However, the tree-builder does not follow the spec. This was done on purpose. A spec compliant tree-builder may restructure your markup for multitude of reasons: badly nested tags, child elements that don't conform to the content model of their parent, missing end tags etc ... The tree-builder in this module takes a simpler approach: it will parse any well-balanced HTML and output a tree that corresponds to that markup, exactly as written.

So this library will work well when you are parsing the output of HTML-generating tools like SSGs or markdown parser. Tools like these don't forget to add end tags :)

On the other hand, parsing random web content is more of a gamble. For example, many sites rely on the fact that you do not need to close your <p> tags. This library will fail on such markup.

TLDR; If your HTML looks like well-formed XML if you squint, this library's HTML parser is for you.

Documentation

Overview

Example (Attributes)
root, err := Parse(`<input name="foo" value="bar" readonly>`)
if err != nil {
	panic(err)
}

input := root.Descendants().Filter(`input[name=foo]`).First()

{
	v, ok := input.Attr("value")
	fmt.Printf("value=%q/%v\n", v, ok)
}
{
	v, ok := input.Attr("readonly")
	fmt.Printf("readonly=%q/%v\n", v, ok)

}
{
	v, ok := input.Attr("blah")
	fmt.Printf("blah=%q/%v\n", v, ok)
}
Output:

value="bar"/true
readonly=""/true
blah=""/false
Example (Generating)
form := Form(
	Attrs{"method": "GET"},
	Input(Attrs{"value": "hello", "type": "text", "readonly": ""}),
	Button(nil, Text("Submit")),
)

fmt.Println(form.Html())
Output:

<form method="GET"><input readonly="" type="text" value="hello"><button>Submit</button></form>
Example (Manipulating)

**Records provided:**
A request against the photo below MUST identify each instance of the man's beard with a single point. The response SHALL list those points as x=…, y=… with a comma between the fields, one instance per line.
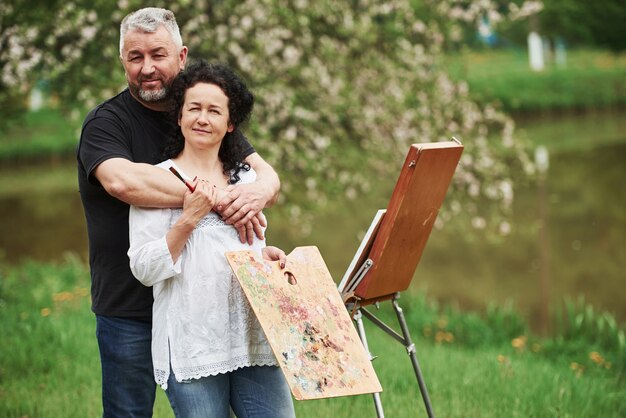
x=153, y=95
x=150, y=96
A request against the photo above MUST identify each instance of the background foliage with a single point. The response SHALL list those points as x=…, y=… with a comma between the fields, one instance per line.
x=339, y=85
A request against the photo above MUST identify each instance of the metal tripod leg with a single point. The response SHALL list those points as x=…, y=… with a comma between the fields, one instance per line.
x=410, y=348
x=361, y=330
x=405, y=340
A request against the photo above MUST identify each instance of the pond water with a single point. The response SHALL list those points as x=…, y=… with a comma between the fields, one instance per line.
x=581, y=249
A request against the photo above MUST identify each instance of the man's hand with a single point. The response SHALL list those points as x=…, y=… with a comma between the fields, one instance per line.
x=242, y=208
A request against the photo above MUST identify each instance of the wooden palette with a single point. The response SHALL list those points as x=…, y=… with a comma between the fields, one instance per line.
x=306, y=324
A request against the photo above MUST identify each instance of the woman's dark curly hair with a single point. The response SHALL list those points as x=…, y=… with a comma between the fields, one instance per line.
x=240, y=103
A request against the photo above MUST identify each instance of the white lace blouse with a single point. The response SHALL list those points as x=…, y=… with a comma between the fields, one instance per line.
x=202, y=321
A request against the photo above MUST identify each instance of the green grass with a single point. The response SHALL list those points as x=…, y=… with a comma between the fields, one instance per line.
x=589, y=80
x=49, y=363
x=45, y=133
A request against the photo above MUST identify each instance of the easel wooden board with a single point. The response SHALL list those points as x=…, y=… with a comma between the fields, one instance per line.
x=306, y=324
x=401, y=237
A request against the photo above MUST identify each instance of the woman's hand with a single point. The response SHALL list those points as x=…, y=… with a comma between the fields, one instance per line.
x=274, y=254
x=197, y=204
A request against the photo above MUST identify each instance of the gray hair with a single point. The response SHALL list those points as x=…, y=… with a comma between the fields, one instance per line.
x=148, y=20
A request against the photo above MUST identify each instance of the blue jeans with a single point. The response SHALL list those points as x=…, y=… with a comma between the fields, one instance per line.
x=128, y=386
x=251, y=392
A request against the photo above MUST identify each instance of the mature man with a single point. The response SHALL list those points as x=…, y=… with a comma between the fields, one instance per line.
x=120, y=140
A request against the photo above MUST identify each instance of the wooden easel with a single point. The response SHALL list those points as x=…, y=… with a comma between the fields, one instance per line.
x=385, y=262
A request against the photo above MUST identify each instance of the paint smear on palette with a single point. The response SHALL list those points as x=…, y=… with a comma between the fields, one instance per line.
x=307, y=325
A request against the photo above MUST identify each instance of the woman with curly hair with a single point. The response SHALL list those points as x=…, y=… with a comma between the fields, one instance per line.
x=208, y=349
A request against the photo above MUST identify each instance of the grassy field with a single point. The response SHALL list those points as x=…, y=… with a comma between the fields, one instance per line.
x=49, y=364
x=590, y=80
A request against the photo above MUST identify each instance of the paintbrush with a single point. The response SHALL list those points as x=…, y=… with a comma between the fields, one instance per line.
x=177, y=174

**Work to do:**
1) Please replace "gamble" with "risk" in the parser documentation, between "On the other" and "is for you.", inclusive, and give that passage.
2) Resume the parser documentation after its last line.
The entries are separate from the parser documentation.

**Answers to each task:**
1)
On the other hand, parsing random web content is more of a risk. For example, many sites rely on the fact that you do not need to close your <p> tags. This library will fail on such markup.

TLDR; If your HTML looks like well-formed XML if you squint, this library's HTML parser is for you.

2)
root, err := Parse(`<html><body>hello<p class="hello">REMOVE ME</p></body></html>`)
if err != nil {
	panic(err)
}

target := root.Descendants().Filter(`.hello`).First()
target.Detach()

fmt.Println(root.Html())
Output:

<html><body>hello</body></html>
Example (Parsing)
root, err := Parse("<h1>Hello, <i>world!</i></h1>")
if err != nil {
	panic(err)
}
fmt.Println(root.Html())
Output:

<h1>Hello, <i>world!</i></h1>
Example (Selecting)
root, err := Parse(`
	  	<ul>
	        <li>Foo</li>
	        <li>Bar</li>
	    </ul>
		<div>
			<span>One</span>
			<span>Two</span>
		</div>
	`)
if err != nil {
	panic(err)
}

fmt.Println("===")
base := root.Descendants()
liElements := base.Filter("ul > li")
spanElements := base.Filter("div > span")
for el := range liElements.Chain(spanElements) {
	fmt.Println(el.TextContent())
}

fmt.Println("===")
// The selections were broken up to emphasise they are composable.
// But you could also do:
for el := range root.Descendants().Filter("ul > li").Chain(root.Descendants().Filter("div > span")) {
	fmt.Println(el.TextContent())
}
Output:

===
Foo
Bar
One
Two
===
Foo
Bar
One
Two

Index

Examples

Constants

This section is empty.

Variables

View Source
var (
	// ex: </span>
	ErrEndTagWithoutCorrespondingStartTag = "no-matching-start-tag"
	// ex: <div>
	ErrUnclosedStartTag = "unclosed-start-tag"
	// ex: </ link>
	// ex: </ link/>
	ErrVoidElementAsEndTag = "void-element-as-end-tag"
	// ex: <div />
	ErrNonVoidElementStartTagWithTrailingSolidus = "non-void-element-with-trailing-solidus"
)

The ParserError.Code variants that Parse might return.

Functions

This section is empty.

Types

type Attrs

type Attrs map[string]string

A list of HTML element attributes.

type Node

type Node struct {
	// contains filtered or unexported fields
}

An object within an HTML document.

There are 5 types of nodes (see NodeKind). Nodes can have at most one parent, zero or more siblings and zero or more children.

func A

func A(attributes Attrs, children ...*Node) *Node

Returns a new '<a>' node.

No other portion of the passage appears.